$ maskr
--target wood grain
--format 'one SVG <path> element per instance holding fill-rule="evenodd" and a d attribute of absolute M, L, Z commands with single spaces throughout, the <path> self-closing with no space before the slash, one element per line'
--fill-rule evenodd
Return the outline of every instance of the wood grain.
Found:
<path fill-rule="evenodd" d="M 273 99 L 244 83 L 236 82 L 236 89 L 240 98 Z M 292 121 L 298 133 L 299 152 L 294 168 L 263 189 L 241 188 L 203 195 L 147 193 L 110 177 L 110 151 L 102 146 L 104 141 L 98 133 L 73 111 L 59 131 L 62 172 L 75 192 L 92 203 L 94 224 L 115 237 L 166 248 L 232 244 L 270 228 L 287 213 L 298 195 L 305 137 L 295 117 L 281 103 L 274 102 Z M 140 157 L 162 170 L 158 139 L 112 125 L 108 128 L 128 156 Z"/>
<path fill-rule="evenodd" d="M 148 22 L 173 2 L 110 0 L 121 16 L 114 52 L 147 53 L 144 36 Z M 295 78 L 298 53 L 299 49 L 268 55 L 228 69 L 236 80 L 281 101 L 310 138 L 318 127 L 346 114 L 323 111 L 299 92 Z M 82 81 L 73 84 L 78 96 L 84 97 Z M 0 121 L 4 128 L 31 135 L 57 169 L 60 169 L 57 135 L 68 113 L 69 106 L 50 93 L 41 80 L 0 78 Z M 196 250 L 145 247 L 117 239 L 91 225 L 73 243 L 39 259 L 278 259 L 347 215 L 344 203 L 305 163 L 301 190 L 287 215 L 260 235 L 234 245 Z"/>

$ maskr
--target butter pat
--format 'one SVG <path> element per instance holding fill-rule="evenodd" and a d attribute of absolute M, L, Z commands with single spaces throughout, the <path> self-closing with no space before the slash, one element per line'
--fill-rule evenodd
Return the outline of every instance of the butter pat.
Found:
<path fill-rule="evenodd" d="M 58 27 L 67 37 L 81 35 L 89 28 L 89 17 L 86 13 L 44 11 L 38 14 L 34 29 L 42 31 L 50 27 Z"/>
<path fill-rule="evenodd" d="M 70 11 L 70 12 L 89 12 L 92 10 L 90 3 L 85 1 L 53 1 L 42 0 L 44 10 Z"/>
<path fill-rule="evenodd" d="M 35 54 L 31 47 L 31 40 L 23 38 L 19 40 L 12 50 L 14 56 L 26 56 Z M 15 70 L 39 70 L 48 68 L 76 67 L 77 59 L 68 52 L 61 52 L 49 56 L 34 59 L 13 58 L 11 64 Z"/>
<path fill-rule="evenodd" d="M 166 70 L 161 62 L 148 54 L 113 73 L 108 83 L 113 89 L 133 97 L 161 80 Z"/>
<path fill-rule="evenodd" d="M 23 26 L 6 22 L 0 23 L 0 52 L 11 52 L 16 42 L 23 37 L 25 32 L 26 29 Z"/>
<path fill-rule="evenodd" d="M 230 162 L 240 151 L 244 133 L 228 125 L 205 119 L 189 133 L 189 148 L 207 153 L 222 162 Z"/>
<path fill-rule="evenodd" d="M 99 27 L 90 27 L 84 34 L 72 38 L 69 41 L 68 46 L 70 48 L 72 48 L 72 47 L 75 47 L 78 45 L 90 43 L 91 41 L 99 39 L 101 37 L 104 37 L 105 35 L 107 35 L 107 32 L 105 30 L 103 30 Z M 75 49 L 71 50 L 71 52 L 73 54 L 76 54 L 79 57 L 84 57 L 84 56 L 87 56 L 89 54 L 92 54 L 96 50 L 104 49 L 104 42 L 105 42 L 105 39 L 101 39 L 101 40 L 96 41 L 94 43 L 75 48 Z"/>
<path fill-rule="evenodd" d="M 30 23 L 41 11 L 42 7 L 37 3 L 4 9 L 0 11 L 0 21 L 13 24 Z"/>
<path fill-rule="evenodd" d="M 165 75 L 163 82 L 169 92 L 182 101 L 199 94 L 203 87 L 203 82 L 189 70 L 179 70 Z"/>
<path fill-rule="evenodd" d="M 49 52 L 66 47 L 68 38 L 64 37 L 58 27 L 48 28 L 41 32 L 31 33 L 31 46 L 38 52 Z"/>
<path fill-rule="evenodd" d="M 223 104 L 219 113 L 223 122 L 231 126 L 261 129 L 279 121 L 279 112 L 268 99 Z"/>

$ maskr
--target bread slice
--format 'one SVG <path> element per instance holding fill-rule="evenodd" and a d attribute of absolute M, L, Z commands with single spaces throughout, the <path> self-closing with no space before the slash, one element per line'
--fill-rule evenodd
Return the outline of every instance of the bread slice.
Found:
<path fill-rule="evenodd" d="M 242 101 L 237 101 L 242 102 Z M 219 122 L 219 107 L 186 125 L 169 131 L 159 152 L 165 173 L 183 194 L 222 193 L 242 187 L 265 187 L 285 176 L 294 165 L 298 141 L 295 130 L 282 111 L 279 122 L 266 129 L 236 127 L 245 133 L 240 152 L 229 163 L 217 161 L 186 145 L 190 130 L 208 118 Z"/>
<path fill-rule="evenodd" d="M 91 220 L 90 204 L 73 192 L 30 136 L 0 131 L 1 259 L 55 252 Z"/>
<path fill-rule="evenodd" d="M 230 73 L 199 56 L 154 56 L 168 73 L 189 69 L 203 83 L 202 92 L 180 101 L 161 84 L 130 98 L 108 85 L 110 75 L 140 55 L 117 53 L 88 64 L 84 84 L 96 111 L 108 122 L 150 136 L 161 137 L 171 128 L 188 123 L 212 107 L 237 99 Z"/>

****************************************

* Brief: The entries above must be returned exactly.

* Written reply:
$ maskr
--target wood grain
--format 'one SVG <path> element per instance holding fill-rule="evenodd" and a d attribute of absolute M, L, Z commands with single spaces throughout, the <path> self-closing with no space before the slash, one element per line'
--fill-rule evenodd
Return the outline of every instance of the wood grain.
Found:
<path fill-rule="evenodd" d="M 273 99 L 244 83 L 236 82 L 236 89 L 240 98 Z M 292 121 L 298 133 L 299 152 L 294 168 L 263 189 L 241 188 L 203 195 L 147 193 L 110 177 L 110 151 L 102 146 L 104 141 L 98 133 L 73 111 L 59 131 L 62 172 L 75 192 L 92 203 L 94 224 L 115 237 L 166 248 L 232 244 L 270 228 L 287 213 L 298 195 L 305 137 L 295 117 L 281 103 L 274 102 Z M 140 157 L 162 170 L 158 139 L 112 125 L 108 128 L 128 156 Z"/>
<path fill-rule="evenodd" d="M 148 22 L 173 2 L 110 0 L 121 16 L 114 52 L 147 53 L 144 36 Z M 295 78 L 298 53 L 299 49 L 268 55 L 228 69 L 236 80 L 281 101 L 310 138 L 318 127 L 346 114 L 323 111 L 299 92 Z M 82 81 L 73 84 L 78 96 L 84 97 Z M 0 121 L 4 128 L 31 135 L 57 169 L 60 169 L 57 135 L 68 113 L 69 106 L 50 93 L 41 80 L 0 78 Z M 196 250 L 145 247 L 117 239 L 91 225 L 73 243 L 39 259 L 278 259 L 347 215 L 344 203 L 305 163 L 301 190 L 287 215 L 260 235 L 234 245 Z"/>

$ maskr
--target butter pat
--format 'one SVG <path> element per instance holding fill-rule="evenodd" and a d attribute of absolute M, L, Z commands with single spaces throughout, the <path> self-closing with no space before the slash, one element per line'
--fill-rule evenodd
Return the outline of every instance of the butter pat.
Found:
<path fill-rule="evenodd" d="M 58 27 L 67 37 L 81 35 L 89 28 L 89 17 L 86 13 L 44 11 L 38 14 L 34 29 L 42 31 L 50 27 Z"/>
<path fill-rule="evenodd" d="M 70 11 L 70 12 L 89 12 L 92 10 L 90 3 L 85 1 L 53 1 L 42 0 L 44 10 Z"/>
<path fill-rule="evenodd" d="M 35 54 L 31 47 L 31 40 L 23 38 L 19 40 L 12 50 L 14 56 L 26 56 Z M 15 70 L 39 70 L 48 68 L 76 67 L 77 59 L 68 52 L 61 52 L 49 56 L 34 59 L 13 58 L 11 64 Z"/>
<path fill-rule="evenodd" d="M 166 70 L 161 62 L 148 54 L 113 73 L 108 83 L 113 89 L 133 97 L 161 80 Z"/>
<path fill-rule="evenodd" d="M 23 26 L 6 22 L 0 23 L 0 52 L 11 52 L 16 42 L 23 37 L 25 32 L 26 29 Z"/>
<path fill-rule="evenodd" d="M 230 162 L 240 151 L 244 133 L 228 125 L 205 119 L 189 133 L 189 148 L 207 153 L 222 162 Z"/>
<path fill-rule="evenodd" d="M 99 27 L 90 27 L 84 34 L 72 38 L 69 41 L 68 46 L 70 48 L 72 48 L 72 47 L 75 47 L 78 45 L 90 43 L 91 41 L 99 39 L 101 37 L 104 37 L 105 35 L 107 35 L 107 32 L 105 30 L 103 30 Z M 75 49 L 71 50 L 71 52 L 73 54 L 76 54 L 79 57 L 84 57 L 84 56 L 87 56 L 89 54 L 92 54 L 96 50 L 104 49 L 104 42 L 105 42 L 105 39 L 101 39 L 101 40 L 96 41 L 94 43 L 75 48 Z"/>
<path fill-rule="evenodd" d="M 30 23 L 41 11 L 42 7 L 37 3 L 4 9 L 0 11 L 0 21 L 13 24 Z"/>
<path fill-rule="evenodd" d="M 165 75 L 163 82 L 169 92 L 182 101 L 199 94 L 203 87 L 203 82 L 189 70 L 179 70 Z"/>
<path fill-rule="evenodd" d="M 49 52 L 66 47 L 68 38 L 64 37 L 58 27 L 48 28 L 41 32 L 31 33 L 31 46 L 38 52 Z"/>
<path fill-rule="evenodd" d="M 223 104 L 219 113 L 223 122 L 231 126 L 261 129 L 279 121 L 279 112 L 268 99 Z"/>

$ maskr
--target bread slice
--format 'one SVG <path> element per instance holding fill-rule="evenodd" and a d attribute of absolute M, L, Z commands with single spaces throughout, the <path> self-closing with no space before the slash, one element per line'
--fill-rule evenodd
Return the outline of every instance of the bread slice.
Found:
<path fill-rule="evenodd" d="M 242 101 L 237 101 L 242 102 Z M 219 122 L 219 107 L 186 125 L 169 131 L 159 152 L 165 173 L 183 194 L 222 193 L 242 187 L 265 187 L 285 176 L 294 165 L 298 141 L 295 130 L 282 111 L 279 122 L 266 129 L 236 127 L 245 133 L 240 152 L 229 163 L 217 161 L 186 145 L 190 130 L 208 118 Z"/>
<path fill-rule="evenodd" d="M 91 220 L 90 204 L 73 192 L 30 136 L 0 131 L 1 259 L 55 252 Z"/>
<path fill-rule="evenodd" d="M 230 73 L 199 56 L 154 56 L 168 73 L 189 69 L 203 83 L 202 92 L 180 101 L 161 84 L 130 98 L 108 85 L 110 75 L 140 55 L 117 53 L 88 64 L 84 84 L 96 111 L 108 122 L 150 136 L 161 137 L 171 128 L 188 123 L 212 107 L 237 99 Z"/>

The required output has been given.